▸ **To be done**: Reproduce word for word the section of the records below that opens with the line containing "[QA Review Pass] The annotator marked bounding boxes for warm" and runs through the end of the records, including both ends. Give only that section.

▸ **Task input**:
▽

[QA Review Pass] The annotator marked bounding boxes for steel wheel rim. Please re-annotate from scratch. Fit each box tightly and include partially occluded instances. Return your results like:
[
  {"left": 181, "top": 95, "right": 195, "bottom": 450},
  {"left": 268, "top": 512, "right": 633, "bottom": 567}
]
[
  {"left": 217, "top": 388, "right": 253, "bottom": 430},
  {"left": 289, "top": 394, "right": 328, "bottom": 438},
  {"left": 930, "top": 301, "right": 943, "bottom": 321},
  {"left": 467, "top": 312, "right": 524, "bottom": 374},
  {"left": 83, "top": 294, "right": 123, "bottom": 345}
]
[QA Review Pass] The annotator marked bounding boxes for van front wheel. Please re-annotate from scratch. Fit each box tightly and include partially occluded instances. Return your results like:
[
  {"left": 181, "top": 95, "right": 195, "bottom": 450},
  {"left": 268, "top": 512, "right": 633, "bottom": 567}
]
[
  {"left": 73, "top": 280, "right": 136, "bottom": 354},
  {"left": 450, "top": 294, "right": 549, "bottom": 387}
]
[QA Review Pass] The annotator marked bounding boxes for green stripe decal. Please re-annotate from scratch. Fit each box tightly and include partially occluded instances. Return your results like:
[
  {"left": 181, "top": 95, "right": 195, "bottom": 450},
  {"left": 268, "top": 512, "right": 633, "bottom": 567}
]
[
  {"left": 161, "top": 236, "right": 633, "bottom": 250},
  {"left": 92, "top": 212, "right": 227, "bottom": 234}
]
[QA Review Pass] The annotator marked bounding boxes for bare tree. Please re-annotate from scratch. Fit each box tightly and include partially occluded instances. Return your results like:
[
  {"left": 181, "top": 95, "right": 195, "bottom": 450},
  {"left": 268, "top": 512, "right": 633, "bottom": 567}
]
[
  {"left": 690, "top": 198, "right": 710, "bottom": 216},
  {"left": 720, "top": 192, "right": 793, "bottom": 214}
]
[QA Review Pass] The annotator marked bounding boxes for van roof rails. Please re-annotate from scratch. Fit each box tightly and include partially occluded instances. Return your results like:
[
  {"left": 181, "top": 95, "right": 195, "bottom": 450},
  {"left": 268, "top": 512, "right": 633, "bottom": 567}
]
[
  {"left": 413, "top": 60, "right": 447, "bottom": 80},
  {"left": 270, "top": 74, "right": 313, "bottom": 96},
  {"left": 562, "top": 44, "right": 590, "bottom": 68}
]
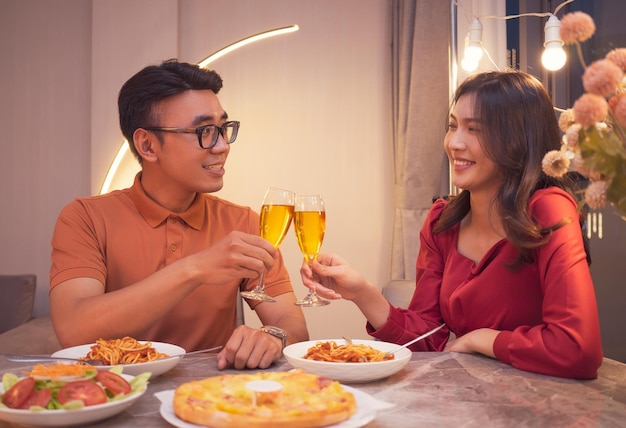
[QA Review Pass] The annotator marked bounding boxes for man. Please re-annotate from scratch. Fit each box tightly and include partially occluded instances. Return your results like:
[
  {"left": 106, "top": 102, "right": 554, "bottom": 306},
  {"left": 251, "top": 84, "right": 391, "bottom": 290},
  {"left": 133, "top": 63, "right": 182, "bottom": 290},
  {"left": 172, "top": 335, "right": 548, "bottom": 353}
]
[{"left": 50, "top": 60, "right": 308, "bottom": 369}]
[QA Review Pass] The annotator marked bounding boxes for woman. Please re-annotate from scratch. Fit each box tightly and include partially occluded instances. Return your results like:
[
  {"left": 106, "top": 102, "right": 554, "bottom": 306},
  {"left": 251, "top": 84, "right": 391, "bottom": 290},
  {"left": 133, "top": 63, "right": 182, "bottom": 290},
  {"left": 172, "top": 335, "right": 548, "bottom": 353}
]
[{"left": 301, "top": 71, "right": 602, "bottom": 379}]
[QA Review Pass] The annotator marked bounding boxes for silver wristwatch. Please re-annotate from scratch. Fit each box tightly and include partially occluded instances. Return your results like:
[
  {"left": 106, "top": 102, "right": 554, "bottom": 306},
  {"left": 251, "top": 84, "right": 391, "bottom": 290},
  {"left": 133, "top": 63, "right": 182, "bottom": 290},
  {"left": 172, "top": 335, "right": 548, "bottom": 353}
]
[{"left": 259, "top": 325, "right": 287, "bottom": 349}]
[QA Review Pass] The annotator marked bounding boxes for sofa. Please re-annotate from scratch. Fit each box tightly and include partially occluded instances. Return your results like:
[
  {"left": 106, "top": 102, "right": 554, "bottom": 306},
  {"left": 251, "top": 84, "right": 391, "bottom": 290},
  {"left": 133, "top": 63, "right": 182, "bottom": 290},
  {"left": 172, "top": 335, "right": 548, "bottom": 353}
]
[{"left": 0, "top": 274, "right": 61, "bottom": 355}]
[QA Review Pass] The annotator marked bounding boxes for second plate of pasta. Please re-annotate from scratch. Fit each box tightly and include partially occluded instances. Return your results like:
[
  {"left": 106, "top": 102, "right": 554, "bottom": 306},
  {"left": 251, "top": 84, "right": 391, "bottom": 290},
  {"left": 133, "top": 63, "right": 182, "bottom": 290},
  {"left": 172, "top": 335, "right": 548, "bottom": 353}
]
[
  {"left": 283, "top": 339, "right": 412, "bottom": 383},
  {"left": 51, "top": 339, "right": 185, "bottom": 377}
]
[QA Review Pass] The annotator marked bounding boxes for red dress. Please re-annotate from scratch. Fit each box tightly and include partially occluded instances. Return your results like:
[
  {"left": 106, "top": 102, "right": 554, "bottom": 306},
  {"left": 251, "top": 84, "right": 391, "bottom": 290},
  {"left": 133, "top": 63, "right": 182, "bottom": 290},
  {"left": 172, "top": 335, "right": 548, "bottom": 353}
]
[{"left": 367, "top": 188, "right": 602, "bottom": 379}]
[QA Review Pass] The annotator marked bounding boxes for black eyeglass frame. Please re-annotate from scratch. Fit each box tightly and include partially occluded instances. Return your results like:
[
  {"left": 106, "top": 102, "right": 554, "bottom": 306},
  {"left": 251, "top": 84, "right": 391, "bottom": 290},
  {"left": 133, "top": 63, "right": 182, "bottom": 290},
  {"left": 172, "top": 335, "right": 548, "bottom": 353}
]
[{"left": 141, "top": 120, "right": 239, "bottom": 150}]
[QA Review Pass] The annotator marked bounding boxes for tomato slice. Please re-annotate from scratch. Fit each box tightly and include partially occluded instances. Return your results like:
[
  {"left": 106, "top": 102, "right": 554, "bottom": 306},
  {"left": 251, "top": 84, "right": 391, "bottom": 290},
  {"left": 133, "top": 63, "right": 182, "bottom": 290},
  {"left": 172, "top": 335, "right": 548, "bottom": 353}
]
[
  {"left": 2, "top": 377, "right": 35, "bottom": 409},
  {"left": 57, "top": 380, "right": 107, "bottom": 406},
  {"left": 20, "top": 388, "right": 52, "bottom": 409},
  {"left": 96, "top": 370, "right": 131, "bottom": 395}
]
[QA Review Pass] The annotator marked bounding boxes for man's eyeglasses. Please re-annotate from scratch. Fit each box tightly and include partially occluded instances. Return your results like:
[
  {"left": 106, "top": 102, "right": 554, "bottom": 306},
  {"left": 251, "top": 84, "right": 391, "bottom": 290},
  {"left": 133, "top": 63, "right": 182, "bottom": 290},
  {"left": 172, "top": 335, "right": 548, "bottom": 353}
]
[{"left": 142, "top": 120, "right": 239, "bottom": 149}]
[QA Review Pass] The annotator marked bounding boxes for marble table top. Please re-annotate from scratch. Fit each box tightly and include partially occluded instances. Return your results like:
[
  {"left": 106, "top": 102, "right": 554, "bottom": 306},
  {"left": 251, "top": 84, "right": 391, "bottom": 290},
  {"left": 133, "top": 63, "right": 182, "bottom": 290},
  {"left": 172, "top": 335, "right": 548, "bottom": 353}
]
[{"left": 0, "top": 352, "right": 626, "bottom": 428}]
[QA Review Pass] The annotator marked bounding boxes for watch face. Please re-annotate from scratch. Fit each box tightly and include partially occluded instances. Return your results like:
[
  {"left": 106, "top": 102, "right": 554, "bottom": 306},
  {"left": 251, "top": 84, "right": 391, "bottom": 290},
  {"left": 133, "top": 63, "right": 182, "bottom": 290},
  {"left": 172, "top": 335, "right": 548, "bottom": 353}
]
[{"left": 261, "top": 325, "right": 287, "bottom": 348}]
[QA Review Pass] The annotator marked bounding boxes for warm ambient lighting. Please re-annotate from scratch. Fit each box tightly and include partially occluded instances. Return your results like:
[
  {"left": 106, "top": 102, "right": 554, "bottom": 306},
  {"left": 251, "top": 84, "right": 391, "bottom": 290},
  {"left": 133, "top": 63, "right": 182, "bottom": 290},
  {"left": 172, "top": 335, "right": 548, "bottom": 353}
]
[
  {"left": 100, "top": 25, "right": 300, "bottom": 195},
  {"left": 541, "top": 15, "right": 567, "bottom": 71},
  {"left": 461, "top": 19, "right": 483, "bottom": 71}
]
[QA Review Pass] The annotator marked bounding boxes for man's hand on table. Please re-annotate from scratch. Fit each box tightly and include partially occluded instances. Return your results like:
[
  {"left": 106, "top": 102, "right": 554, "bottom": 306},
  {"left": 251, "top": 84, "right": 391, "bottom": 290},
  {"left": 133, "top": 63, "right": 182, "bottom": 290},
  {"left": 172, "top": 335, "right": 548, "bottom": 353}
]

△

▸ **Answer below**:
[QA Review Pass] The annotator marked bounding boxes for warm ambient lighting. Please re-annotate from scratch. Fit each box tightly and include partially occluded instances. Return your results like:
[
  {"left": 106, "top": 102, "right": 554, "bottom": 306},
  {"left": 251, "top": 84, "right": 391, "bottom": 290},
  {"left": 133, "top": 63, "right": 182, "bottom": 290},
  {"left": 172, "top": 335, "right": 548, "bottom": 353}
]
[
  {"left": 100, "top": 25, "right": 300, "bottom": 195},
  {"left": 541, "top": 15, "right": 567, "bottom": 71},
  {"left": 461, "top": 19, "right": 483, "bottom": 71}
]
[QA Review Pass] The annotator marked bounding boxes for man's hand on table. Please re-annotate from scratch. Fit each box tightly and include partially occluded instances. Return your results like:
[
  {"left": 106, "top": 102, "right": 554, "bottom": 306},
  {"left": 251, "top": 84, "right": 391, "bottom": 290},
  {"left": 133, "top": 63, "right": 182, "bottom": 290},
  {"left": 172, "top": 335, "right": 548, "bottom": 353}
]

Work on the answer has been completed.